## Your goal
Below are some records. Print exactly the lines between the one holding "Put a marker on every instance of the dining" and the one holding "Put a marker on every instance of the man in white", inclusive, and nothing else.
[Opening Listed entries section]
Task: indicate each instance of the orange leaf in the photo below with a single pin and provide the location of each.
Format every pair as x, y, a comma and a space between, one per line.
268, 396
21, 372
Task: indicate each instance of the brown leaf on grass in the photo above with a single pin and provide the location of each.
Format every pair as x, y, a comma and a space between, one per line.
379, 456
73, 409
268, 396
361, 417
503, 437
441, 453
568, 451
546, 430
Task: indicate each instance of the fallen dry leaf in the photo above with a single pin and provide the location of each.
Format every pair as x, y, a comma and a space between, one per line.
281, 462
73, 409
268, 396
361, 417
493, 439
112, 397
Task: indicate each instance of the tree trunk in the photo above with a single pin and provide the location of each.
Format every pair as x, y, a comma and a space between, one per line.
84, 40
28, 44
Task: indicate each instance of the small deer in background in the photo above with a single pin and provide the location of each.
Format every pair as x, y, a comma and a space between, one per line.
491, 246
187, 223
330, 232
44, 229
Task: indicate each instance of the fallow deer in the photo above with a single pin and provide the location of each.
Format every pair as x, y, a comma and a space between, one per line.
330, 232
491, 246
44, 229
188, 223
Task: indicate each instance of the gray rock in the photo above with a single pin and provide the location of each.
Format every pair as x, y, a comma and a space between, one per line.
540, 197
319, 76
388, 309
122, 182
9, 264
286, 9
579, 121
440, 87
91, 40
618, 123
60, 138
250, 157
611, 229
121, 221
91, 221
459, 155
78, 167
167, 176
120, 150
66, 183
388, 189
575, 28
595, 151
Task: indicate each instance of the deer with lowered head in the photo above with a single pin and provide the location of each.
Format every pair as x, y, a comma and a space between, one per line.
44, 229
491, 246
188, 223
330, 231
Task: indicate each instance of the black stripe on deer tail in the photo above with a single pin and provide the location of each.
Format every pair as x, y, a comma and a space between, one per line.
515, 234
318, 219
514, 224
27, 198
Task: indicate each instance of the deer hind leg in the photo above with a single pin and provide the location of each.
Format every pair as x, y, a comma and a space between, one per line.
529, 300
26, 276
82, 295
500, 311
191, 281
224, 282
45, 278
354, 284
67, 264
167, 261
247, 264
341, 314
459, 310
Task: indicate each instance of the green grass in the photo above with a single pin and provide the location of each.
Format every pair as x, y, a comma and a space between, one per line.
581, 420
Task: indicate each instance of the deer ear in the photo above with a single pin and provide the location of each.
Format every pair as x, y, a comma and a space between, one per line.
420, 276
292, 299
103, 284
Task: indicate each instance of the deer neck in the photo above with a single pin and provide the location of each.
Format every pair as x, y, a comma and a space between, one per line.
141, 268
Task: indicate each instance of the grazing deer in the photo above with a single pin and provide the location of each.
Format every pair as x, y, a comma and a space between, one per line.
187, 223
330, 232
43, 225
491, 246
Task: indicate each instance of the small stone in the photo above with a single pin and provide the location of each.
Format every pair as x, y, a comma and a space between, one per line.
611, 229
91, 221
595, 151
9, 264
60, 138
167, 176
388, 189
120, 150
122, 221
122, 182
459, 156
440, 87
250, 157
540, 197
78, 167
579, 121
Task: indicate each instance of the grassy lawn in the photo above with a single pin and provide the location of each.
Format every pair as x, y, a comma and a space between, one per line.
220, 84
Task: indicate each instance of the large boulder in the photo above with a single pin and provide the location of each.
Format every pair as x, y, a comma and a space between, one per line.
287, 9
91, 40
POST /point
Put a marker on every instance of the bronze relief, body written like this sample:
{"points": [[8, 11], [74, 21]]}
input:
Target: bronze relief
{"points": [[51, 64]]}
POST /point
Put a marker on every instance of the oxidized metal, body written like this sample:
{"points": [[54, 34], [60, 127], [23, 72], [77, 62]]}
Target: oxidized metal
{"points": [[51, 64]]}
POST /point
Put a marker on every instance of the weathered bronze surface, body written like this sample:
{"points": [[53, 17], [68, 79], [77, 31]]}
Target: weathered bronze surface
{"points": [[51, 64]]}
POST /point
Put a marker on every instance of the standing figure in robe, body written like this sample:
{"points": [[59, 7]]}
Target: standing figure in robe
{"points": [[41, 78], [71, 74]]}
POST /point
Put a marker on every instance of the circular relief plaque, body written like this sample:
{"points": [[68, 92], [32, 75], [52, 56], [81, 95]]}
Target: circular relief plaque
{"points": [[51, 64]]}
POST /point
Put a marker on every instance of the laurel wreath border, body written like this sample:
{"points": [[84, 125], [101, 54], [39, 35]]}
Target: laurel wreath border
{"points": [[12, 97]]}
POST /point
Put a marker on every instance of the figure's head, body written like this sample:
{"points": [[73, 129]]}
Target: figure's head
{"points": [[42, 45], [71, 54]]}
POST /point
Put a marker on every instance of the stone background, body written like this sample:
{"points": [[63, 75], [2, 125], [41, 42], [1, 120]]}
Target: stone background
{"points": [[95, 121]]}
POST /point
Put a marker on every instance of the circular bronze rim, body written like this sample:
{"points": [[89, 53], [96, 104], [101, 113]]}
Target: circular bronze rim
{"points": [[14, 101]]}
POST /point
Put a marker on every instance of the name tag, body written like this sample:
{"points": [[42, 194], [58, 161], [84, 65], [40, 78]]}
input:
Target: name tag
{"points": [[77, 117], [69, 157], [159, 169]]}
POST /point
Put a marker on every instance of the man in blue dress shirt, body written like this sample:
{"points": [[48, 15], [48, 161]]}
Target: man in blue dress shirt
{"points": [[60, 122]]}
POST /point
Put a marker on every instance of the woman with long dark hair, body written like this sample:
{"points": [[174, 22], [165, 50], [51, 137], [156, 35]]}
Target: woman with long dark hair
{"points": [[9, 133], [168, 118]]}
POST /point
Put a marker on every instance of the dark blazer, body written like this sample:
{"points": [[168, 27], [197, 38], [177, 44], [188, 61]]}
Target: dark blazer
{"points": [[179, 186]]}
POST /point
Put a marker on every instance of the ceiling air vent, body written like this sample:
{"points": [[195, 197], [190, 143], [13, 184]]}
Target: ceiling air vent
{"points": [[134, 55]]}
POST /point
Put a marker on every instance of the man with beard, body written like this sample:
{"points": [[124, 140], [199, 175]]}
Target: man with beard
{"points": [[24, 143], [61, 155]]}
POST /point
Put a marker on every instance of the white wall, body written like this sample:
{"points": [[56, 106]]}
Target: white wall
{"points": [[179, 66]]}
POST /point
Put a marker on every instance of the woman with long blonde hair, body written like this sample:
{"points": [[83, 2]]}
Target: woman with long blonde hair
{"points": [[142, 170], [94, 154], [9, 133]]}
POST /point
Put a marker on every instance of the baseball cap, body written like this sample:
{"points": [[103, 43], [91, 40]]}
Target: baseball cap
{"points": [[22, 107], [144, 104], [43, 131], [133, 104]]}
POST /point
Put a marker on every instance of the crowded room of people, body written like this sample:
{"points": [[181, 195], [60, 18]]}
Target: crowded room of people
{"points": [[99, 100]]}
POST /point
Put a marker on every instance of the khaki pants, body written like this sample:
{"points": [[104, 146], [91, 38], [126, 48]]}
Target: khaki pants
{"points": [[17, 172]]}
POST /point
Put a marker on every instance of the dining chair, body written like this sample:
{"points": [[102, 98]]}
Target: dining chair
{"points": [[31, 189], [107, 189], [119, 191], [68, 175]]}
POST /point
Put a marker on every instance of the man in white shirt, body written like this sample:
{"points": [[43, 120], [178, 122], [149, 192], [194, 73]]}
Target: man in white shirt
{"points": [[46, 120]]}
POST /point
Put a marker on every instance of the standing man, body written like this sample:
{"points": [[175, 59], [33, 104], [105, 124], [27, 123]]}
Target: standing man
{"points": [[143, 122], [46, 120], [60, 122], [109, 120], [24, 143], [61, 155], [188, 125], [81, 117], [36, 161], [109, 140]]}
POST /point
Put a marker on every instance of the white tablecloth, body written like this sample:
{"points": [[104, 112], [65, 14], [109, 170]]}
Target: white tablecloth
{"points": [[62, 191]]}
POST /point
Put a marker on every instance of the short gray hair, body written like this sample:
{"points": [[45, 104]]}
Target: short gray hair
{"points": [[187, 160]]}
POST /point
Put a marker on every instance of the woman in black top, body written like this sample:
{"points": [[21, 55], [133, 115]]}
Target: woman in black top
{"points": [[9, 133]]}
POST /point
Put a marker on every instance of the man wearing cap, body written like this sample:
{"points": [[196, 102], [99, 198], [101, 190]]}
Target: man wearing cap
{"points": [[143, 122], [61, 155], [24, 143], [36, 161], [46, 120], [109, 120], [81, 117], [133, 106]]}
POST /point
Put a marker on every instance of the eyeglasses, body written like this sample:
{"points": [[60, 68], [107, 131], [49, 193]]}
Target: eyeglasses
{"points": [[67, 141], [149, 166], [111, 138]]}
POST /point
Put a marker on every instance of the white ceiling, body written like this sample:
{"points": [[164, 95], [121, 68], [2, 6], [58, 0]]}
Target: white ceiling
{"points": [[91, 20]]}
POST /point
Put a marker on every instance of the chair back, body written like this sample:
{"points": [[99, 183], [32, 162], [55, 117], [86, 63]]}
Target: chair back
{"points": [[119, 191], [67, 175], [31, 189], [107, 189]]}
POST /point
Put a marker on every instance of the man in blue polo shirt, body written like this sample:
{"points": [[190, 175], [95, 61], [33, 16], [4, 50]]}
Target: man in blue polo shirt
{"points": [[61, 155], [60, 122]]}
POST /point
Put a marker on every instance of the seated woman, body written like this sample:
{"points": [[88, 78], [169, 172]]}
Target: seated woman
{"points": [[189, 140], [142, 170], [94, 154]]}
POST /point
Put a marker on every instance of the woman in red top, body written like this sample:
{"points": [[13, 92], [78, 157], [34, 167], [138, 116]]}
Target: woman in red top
[Closing Listed entries section]
## Result of the exercise
Put a marker on every instance of the dining chair, body written like this sample:
{"points": [[102, 98]]}
Target: dining chair
{"points": [[31, 189], [107, 189], [119, 191], [68, 175]]}
POST /point
Put a marker on every instance of the man in white shirt, body written like this sample:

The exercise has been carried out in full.